### How to complete this task
The response should consist of every record, reproduced exactly.
··· Records supplied
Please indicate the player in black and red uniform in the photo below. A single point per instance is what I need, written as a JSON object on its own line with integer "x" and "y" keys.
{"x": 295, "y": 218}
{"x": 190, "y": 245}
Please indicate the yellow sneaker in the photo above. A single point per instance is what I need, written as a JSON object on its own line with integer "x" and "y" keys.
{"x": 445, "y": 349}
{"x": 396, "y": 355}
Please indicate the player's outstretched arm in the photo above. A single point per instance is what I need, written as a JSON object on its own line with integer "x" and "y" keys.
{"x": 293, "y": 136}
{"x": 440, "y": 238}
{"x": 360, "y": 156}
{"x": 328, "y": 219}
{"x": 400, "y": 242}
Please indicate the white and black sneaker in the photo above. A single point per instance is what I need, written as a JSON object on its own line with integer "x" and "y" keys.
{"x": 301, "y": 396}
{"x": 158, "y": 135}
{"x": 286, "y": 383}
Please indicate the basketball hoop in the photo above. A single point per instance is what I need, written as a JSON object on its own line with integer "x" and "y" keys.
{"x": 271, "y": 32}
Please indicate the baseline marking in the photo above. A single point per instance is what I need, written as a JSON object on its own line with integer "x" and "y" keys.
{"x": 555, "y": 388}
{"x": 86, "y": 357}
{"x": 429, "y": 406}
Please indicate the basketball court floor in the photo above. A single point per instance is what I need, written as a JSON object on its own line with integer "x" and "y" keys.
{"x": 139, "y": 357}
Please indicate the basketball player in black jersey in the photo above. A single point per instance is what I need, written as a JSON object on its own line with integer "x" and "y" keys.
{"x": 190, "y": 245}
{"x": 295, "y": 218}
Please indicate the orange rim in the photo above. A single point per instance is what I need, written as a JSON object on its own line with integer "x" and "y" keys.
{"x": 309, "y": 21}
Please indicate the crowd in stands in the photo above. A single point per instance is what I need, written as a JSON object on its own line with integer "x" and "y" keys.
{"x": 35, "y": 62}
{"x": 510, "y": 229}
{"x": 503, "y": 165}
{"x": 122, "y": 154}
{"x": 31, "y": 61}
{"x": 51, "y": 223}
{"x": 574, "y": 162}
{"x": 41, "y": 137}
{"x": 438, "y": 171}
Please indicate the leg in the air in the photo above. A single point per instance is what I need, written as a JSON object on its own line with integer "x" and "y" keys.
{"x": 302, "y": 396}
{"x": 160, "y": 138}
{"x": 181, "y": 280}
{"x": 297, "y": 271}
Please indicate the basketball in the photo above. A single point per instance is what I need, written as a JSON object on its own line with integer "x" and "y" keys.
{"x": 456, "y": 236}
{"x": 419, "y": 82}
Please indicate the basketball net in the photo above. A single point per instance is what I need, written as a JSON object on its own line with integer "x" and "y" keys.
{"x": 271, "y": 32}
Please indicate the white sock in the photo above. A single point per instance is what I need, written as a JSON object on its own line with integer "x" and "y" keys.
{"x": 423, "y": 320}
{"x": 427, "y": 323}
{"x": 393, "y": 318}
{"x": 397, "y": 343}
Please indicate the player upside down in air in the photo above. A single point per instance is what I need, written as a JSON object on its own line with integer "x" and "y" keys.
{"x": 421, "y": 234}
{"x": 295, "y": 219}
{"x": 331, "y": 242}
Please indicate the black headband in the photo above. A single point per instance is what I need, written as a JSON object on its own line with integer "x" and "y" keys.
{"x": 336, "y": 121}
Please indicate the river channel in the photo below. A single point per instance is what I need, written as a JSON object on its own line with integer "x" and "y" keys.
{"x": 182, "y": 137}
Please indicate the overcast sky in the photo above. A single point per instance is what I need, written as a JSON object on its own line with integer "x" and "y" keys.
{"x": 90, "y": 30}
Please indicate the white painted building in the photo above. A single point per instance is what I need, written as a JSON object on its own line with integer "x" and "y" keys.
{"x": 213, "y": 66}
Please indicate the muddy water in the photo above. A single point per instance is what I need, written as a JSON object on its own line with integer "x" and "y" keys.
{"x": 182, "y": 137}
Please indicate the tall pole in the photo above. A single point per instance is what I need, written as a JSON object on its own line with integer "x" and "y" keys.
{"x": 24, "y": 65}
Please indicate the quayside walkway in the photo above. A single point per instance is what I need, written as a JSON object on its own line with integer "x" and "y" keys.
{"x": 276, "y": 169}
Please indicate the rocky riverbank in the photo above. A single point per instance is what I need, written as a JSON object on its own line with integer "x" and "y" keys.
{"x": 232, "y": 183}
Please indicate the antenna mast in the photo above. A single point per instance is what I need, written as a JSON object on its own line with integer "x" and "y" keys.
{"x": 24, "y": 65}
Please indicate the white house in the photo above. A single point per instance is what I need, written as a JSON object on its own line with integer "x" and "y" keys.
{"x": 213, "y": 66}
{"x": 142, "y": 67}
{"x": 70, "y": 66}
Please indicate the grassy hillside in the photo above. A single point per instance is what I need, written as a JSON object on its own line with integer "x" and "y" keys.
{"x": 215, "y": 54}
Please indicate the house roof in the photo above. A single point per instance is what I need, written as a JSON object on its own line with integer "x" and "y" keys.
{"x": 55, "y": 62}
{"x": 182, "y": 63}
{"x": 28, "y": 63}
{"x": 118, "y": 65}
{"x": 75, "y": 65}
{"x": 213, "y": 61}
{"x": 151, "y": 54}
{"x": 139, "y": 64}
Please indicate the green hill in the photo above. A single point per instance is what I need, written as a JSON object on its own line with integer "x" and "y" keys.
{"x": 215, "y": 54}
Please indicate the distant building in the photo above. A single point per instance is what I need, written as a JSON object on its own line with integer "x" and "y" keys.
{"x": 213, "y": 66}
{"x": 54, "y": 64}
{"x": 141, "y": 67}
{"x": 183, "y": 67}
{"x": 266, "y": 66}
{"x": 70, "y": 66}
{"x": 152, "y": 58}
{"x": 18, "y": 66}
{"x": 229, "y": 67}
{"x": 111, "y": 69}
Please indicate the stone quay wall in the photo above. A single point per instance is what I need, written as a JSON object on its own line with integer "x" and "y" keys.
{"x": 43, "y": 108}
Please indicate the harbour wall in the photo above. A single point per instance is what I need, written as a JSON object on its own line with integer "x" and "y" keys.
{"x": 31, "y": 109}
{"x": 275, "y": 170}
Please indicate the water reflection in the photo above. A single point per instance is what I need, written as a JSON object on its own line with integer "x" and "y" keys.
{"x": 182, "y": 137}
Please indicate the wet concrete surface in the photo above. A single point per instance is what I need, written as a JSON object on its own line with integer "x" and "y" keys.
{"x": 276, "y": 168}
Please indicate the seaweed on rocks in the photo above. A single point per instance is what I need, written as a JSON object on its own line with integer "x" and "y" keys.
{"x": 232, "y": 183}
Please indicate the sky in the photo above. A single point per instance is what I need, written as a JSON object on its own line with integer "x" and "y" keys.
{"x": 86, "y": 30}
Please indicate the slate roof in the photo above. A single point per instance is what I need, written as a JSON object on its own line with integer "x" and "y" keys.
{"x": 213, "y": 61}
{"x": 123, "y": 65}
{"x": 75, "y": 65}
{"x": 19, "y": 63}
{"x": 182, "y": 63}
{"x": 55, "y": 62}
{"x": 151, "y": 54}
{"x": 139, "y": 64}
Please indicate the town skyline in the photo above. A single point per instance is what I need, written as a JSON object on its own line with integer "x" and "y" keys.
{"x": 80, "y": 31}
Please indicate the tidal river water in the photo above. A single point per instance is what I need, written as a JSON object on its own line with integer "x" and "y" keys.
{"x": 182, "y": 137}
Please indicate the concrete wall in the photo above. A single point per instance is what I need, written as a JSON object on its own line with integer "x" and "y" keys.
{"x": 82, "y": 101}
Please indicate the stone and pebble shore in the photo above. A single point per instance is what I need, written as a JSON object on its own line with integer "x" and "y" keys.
······
### Response for this exercise
Please indicate the player in black and red uniform in the photo below. A single point per instance is what I need, written as a JSON object on its own line with integer "x" and "y" keys.
{"x": 295, "y": 218}
{"x": 190, "y": 245}
Please indicate the yellow sneaker in the photo above. A single point per instance is what I need, written as a JSON object on its own line with integer "x" and "y" keys.
{"x": 445, "y": 349}
{"x": 396, "y": 355}
Please indicate the player's outstretched arm in the photo above. A single point per instance is what I need, written as a JSON object on its own line with integer "x" and "y" keys.
{"x": 293, "y": 136}
{"x": 440, "y": 238}
{"x": 360, "y": 156}
{"x": 328, "y": 219}
{"x": 400, "y": 242}
Please indicate the white and black sneaker in the photo above. A single point per instance is what I need, written as a JSON object on its own line with integer "x" and "y" keys.
{"x": 301, "y": 396}
{"x": 158, "y": 135}
{"x": 286, "y": 383}
Please indicate the basketball hoop in the photo above. A single point per instance is what I need, written as a JSON object on its own line with integer "x" and "y" keys.
{"x": 271, "y": 32}
Please indicate the baseline marking in the photo above. A single point per instance is what I need, written as a JSON object on its own line with integer "x" and "y" keys.
{"x": 555, "y": 388}
{"x": 86, "y": 357}
{"x": 429, "y": 406}
Please indicate the basketball court floor in the photo above. A single point per instance is what I need, written as a JSON object on its own line with integer "x" and "y" keys.
{"x": 139, "y": 357}
Please indicate the basketball player in black jersey in the photo above. A single point per instance is what I need, written as a JSON object on its own line with integer "x" and "y" keys.
{"x": 190, "y": 245}
{"x": 295, "y": 218}
Please indicate the orange rim in the photo above. A single point per instance is what I need, written as a JSON object on its own line with integer "x" and "y" keys.
{"x": 309, "y": 21}
Please indicate the crowd in stands in the photo above. A single point per instance is what I need, written as a JSON object on its own line with integer "x" and "y" keys.
{"x": 35, "y": 62}
{"x": 510, "y": 229}
{"x": 503, "y": 165}
{"x": 122, "y": 154}
{"x": 31, "y": 61}
{"x": 51, "y": 223}
{"x": 574, "y": 162}
{"x": 41, "y": 137}
{"x": 438, "y": 171}
Please indicate the leg in the air in the photo above. A single point per instance is what I need, written as a JSON object on its own line with integer "x" and "y" keys.
{"x": 302, "y": 396}
{"x": 160, "y": 138}
{"x": 181, "y": 280}
{"x": 297, "y": 271}
Please indicate the basketball in the photo above. A single point per instance is what I need, written as a JSON object on its own line with integer "x" and "y" keys.
{"x": 456, "y": 236}
{"x": 419, "y": 82}
Please indicate the basketball net in the photo above. A single point per instance is what I need, written as a JSON object on its own line with integer "x" and "y" keys.
{"x": 271, "y": 32}
Please indicate the white sock in the photo above. A single point per instance is what I need, written as a JSON object on its own line with integer "x" and "y" keys.
{"x": 423, "y": 320}
{"x": 427, "y": 323}
{"x": 393, "y": 318}
{"x": 397, "y": 343}
Please indicate the player upside down in air in the photo above. A single point per instance is what I need, written as a JSON object on its own line with integer "x" and "y" keys.
{"x": 421, "y": 234}
{"x": 295, "y": 219}
{"x": 331, "y": 242}
Please indicate the black headband in the photo above. A single point per instance is what I need, written as a JSON object on its own line with integer "x" and "y" keys.
{"x": 336, "y": 121}
Please indicate the river channel in the photo below. A single point per instance is what I need, written as a JSON object on its own line with integer "x" and "y" keys.
{"x": 182, "y": 137}
Please indicate the overcast sky in the photo above. A single point per instance is what I need, written as a JSON object on its own line with integer "x" and "y" keys.
{"x": 90, "y": 30}
Please indicate the white painted building in the photo above. A single point per instance is what I need, written as a JSON object on its own line with integer "x" and "y" keys.
{"x": 213, "y": 66}
Please indicate the muddy water in the photo above. A single point per instance is what I need, written as a JSON object on its own line with integer "x" and "y" keys.
{"x": 182, "y": 137}
Please indicate the tall pole in the photo above. A single point per instance is what I need, written as a JSON object on its own line with integer "x" and "y" keys.
{"x": 24, "y": 65}
Please indicate the quayside walkway in the photo above. A single point per instance is what I need, written as a JSON object on its own line with integer "x" and "y" keys.
{"x": 276, "y": 169}
Please indicate the rocky riverbank in the photo above. A single point per instance is what I need, written as a JSON object on its own line with integer "x" and "y" keys.
{"x": 232, "y": 183}
Please indicate the antenna mast in the photo above. A single point per instance is what I need, written as a JSON object on its own line with integer "x" and "y" keys.
{"x": 24, "y": 65}
Please indicate the white house in the photo above. A single point per instance is what I need, written as a JSON object on its own line with integer "x" and "y" keys.
{"x": 213, "y": 66}
{"x": 142, "y": 67}
{"x": 70, "y": 66}
Please indicate the grassy hillside in the photo above. A single point per instance is what I need, written as a JSON object on its own line with integer "x" and "y" keys.
{"x": 215, "y": 54}
Please indicate the house roof in the photo above. A single point per instance is what I need, written as a JSON object on its own line with integer "x" and "y" keys.
{"x": 55, "y": 62}
{"x": 182, "y": 63}
{"x": 28, "y": 63}
{"x": 118, "y": 65}
{"x": 75, "y": 65}
{"x": 213, "y": 61}
{"x": 151, "y": 54}
{"x": 139, "y": 64}
Please indicate the green hill in the photo above. A single point per instance is what I need, written as a JSON object on its own line with integer "x" and "y" keys.
{"x": 215, "y": 54}
Please indicate the distant building in the photo above. A single point per instance is what I need, written as a JSON object on its own line with integer "x" and "y" keys.
{"x": 213, "y": 66}
{"x": 54, "y": 64}
{"x": 141, "y": 67}
{"x": 183, "y": 67}
{"x": 266, "y": 66}
{"x": 70, "y": 66}
{"x": 152, "y": 58}
{"x": 18, "y": 66}
{"x": 229, "y": 67}
{"x": 111, "y": 69}
Please indicate the stone quay wall in the photo above. A single point per instance is what I need, written as a JSON object on its own line with integer "x" and "y" keys.
{"x": 43, "y": 108}
Please indicate the harbour wall in the photo above. A single point per instance is what I need, written as a JSON object on its own line with integer "x" and "y" keys.
{"x": 31, "y": 109}
{"x": 275, "y": 170}
Please indicate the water reflection in the photo above. A single point per instance is what I need, written as a JSON object on its own line with integer "x" and "y" keys.
{"x": 182, "y": 137}
Please indicate the wet concrete surface in the photo above. A single point per instance is what I need, written as a JSON object on its own line with integer "x" and "y" keys.
{"x": 276, "y": 168}
Please indicate the seaweed on rocks in the photo above. A single point per instance is what I need, written as a JSON object on its own line with integer "x" and "y" keys.
{"x": 232, "y": 183}
Please indicate the sky in the photo above. A single point per instance is what I need, written as a JSON object on its own line with integer "x" and "y" keys.
{"x": 86, "y": 30}
Please indicate the slate roof in the photo above. A single point per instance is what I need, written as a JSON object on its own line with integer "x" and "y" keys.
{"x": 213, "y": 61}
{"x": 123, "y": 65}
{"x": 75, "y": 65}
{"x": 19, "y": 63}
{"x": 182, "y": 63}
{"x": 55, "y": 62}
{"x": 151, "y": 54}
{"x": 139, "y": 64}
Please indicate the town skyline in the photo above. A single point per instance is what I need, written as a JSON object on its own line with integer "x" and "y" keys.
{"x": 80, "y": 31}
Please indicate the tidal river water in the photo above. A single point per instance is what I need, written as a JSON object on its own line with integer "x" and "y" keys.
{"x": 182, "y": 137}
Please indicate the concrete wall in the photo above. A single point per instance is what I need, written as a JSON object on its own line with integer "x" and "y" keys.
{"x": 82, "y": 101}
Please indicate the stone and pebble shore in the photo above. A single point per instance is what I need, written as a JSON object on its own line with integer "x" and "y" keys.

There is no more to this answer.